---------- Input data ----------

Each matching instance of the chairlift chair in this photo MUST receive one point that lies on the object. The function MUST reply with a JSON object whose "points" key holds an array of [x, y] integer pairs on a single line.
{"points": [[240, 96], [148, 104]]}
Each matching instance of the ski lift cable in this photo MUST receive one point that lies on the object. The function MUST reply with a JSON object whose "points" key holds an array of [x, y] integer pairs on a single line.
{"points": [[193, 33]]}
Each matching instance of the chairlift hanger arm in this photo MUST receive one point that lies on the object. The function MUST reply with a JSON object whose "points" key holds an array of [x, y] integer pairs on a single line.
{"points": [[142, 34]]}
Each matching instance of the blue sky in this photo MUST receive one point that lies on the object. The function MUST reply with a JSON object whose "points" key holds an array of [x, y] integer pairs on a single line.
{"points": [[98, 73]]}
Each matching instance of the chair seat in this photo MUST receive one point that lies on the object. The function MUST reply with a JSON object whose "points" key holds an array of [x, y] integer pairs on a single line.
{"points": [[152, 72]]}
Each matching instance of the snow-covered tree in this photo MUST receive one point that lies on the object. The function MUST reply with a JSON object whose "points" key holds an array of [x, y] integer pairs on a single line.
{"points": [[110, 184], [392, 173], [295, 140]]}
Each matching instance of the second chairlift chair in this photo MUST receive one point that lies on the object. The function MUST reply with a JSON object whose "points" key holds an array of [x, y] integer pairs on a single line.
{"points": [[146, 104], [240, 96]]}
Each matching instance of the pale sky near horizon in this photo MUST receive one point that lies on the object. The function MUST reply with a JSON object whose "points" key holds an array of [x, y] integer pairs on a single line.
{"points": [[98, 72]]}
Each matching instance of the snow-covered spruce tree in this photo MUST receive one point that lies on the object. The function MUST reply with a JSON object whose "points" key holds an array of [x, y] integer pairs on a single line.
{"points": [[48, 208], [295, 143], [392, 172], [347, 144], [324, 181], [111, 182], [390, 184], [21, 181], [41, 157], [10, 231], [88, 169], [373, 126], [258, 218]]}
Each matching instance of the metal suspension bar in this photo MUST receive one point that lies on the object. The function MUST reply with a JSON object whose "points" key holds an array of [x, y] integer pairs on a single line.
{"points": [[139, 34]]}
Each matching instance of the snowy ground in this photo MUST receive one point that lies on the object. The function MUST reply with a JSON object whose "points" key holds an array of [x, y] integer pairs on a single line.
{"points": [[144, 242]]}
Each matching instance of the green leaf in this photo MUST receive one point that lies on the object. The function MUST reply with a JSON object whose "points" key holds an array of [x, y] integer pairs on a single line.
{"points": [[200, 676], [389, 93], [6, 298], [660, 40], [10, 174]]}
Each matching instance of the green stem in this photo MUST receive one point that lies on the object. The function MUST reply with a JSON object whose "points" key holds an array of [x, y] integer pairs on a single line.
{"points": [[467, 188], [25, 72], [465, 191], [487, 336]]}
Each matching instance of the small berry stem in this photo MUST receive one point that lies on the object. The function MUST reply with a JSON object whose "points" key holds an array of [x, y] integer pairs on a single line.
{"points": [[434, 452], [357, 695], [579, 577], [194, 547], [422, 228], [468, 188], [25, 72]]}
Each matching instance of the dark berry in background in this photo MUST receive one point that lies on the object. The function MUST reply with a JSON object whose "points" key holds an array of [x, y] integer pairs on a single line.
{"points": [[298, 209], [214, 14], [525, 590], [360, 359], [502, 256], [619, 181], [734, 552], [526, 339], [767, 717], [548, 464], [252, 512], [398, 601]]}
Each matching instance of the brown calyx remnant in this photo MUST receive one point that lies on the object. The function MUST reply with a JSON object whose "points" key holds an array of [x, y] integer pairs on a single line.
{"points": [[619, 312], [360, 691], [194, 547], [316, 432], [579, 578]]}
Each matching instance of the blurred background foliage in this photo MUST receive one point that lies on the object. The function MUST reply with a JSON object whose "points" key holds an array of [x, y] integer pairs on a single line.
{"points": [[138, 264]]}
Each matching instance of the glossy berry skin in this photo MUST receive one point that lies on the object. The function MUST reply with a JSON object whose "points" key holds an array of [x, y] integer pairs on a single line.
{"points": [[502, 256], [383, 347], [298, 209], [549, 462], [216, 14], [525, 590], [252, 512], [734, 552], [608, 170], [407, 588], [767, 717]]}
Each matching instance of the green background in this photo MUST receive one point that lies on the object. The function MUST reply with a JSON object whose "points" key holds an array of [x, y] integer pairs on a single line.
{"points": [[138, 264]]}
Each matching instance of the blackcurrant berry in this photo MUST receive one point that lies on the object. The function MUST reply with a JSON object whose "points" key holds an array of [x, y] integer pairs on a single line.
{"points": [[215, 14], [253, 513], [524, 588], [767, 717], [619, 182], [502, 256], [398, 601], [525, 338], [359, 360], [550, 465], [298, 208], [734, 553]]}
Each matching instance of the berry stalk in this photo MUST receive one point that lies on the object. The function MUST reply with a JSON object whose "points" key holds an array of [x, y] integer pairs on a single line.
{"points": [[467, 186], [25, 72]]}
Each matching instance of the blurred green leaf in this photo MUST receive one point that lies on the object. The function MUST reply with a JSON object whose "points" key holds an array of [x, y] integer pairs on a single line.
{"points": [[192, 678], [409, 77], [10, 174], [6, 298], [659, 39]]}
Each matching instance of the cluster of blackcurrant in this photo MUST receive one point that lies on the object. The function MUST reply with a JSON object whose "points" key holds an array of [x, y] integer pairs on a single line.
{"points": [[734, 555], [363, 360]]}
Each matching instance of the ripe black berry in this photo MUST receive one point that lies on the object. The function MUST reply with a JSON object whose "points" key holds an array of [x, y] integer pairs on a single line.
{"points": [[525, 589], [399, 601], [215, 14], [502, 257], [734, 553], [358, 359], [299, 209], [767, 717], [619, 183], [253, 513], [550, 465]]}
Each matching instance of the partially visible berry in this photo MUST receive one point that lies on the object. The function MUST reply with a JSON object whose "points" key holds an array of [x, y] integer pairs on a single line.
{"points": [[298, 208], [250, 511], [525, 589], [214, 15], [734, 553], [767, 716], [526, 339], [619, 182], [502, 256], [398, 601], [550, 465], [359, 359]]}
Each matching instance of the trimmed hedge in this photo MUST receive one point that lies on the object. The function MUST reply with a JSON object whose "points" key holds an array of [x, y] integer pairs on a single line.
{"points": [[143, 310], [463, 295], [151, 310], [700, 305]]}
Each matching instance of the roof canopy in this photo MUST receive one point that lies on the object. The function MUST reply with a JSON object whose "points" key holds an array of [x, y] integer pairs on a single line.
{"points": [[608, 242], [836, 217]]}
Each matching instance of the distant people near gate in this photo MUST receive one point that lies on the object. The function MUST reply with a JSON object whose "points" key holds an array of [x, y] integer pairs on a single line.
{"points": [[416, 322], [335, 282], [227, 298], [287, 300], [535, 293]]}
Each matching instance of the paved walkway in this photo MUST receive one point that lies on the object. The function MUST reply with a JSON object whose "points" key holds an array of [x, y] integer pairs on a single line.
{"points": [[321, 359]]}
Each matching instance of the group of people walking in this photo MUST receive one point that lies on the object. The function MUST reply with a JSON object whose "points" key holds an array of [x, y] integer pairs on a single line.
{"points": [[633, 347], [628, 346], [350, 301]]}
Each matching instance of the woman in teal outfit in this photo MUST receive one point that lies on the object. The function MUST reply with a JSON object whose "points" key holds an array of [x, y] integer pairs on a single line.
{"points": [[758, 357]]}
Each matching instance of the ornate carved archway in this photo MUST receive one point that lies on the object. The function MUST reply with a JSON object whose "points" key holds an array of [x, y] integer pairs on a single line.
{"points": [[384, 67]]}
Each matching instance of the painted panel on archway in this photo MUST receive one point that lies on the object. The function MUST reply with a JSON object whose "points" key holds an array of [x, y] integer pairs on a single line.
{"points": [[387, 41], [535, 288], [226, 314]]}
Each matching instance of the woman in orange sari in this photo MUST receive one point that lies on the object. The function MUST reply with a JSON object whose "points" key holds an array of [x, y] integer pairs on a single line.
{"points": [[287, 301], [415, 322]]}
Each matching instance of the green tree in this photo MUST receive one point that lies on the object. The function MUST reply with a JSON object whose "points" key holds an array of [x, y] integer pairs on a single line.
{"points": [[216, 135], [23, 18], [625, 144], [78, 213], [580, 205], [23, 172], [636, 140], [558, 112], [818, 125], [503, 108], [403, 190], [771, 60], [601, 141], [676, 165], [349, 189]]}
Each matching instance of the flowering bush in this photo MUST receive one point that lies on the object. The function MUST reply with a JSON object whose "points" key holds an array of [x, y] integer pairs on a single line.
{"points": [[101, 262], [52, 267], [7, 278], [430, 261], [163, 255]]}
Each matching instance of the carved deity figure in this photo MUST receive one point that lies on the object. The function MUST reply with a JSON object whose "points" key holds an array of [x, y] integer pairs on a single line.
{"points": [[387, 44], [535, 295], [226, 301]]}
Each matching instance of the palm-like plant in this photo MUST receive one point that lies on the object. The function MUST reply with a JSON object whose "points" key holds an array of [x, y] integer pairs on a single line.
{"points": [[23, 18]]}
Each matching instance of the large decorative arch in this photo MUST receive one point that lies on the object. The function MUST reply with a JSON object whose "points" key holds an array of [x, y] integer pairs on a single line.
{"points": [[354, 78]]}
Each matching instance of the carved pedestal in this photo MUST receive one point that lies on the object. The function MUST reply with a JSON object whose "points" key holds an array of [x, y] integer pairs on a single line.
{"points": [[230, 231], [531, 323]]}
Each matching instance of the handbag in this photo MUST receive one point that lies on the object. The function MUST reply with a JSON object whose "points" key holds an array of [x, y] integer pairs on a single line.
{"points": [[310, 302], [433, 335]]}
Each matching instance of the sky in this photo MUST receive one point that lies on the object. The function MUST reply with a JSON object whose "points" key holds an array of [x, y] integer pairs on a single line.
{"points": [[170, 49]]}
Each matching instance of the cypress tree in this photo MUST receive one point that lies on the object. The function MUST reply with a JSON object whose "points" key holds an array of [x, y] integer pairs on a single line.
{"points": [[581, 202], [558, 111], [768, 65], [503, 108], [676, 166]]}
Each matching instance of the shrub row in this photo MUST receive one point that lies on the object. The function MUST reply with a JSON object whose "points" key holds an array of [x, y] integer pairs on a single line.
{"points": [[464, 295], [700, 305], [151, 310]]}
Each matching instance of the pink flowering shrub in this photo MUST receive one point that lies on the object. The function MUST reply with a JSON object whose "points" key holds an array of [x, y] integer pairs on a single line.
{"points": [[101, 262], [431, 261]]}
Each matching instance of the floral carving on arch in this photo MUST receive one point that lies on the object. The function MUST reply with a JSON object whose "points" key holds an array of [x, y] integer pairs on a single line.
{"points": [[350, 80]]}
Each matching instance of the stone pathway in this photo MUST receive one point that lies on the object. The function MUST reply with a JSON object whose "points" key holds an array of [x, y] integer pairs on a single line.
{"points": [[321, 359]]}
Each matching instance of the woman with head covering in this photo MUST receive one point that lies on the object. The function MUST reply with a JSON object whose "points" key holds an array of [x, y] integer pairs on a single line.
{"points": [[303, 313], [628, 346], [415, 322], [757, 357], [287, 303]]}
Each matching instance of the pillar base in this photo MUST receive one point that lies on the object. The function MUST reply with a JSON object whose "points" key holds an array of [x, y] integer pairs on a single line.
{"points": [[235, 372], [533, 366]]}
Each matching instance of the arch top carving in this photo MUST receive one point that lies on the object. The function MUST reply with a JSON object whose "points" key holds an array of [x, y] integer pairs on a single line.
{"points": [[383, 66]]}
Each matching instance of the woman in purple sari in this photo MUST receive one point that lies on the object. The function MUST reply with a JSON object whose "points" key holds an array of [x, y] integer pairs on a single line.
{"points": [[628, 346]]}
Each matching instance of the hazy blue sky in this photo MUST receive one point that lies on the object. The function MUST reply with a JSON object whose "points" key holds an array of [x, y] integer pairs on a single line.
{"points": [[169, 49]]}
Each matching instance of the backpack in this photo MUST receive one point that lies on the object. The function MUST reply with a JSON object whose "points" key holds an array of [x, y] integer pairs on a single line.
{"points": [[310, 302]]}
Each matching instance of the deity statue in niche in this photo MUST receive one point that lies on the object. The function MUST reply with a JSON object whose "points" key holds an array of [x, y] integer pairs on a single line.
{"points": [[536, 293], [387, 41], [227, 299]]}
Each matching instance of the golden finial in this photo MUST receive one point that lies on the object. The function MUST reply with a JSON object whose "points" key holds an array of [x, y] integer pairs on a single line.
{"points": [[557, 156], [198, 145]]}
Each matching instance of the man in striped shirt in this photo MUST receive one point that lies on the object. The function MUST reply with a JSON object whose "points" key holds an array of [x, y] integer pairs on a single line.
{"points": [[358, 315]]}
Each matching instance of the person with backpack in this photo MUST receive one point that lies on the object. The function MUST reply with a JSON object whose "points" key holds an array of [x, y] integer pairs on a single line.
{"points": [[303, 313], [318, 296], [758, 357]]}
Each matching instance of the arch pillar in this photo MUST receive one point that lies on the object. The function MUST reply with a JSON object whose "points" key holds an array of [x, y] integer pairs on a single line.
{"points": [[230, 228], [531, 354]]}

----------

- Problem details
Locate "Each matching instance of the golden" in the material, then quote the line that contains it and all lines after it through the final one.

- Reply
Each matching instance of the golden finial in this photo MUST receive one point that lies on the object. The function MUST reply with a JSON object whose "points" key holds an array of [x, y] integer pairs on a single line.
{"points": [[557, 156], [198, 145]]}
Each matching instance of the man in striped shirt in this photo MUST receive one point that lies on the object. The function MUST reply with a JSON object whose "points" key holds an array of [x, y] integer pairs on a single line.
{"points": [[358, 315]]}
Each matching instance of the person with backpack in this photo MUST receive one point that lies on the object. The function MUST reply with a JSON object whose "points" key holds an array of [x, y] integer pairs on a single line.
{"points": [[303, 313], [318, 296], [758, 357]]}
Each matching instance of the arch pillar in this photo MUST receive one point that lies on the object. The function MUST reply with a JSON object whose "points" key holds an array of [x, y] integer pairs on a single line.
{"points": [[230, 228], [531, 354]]}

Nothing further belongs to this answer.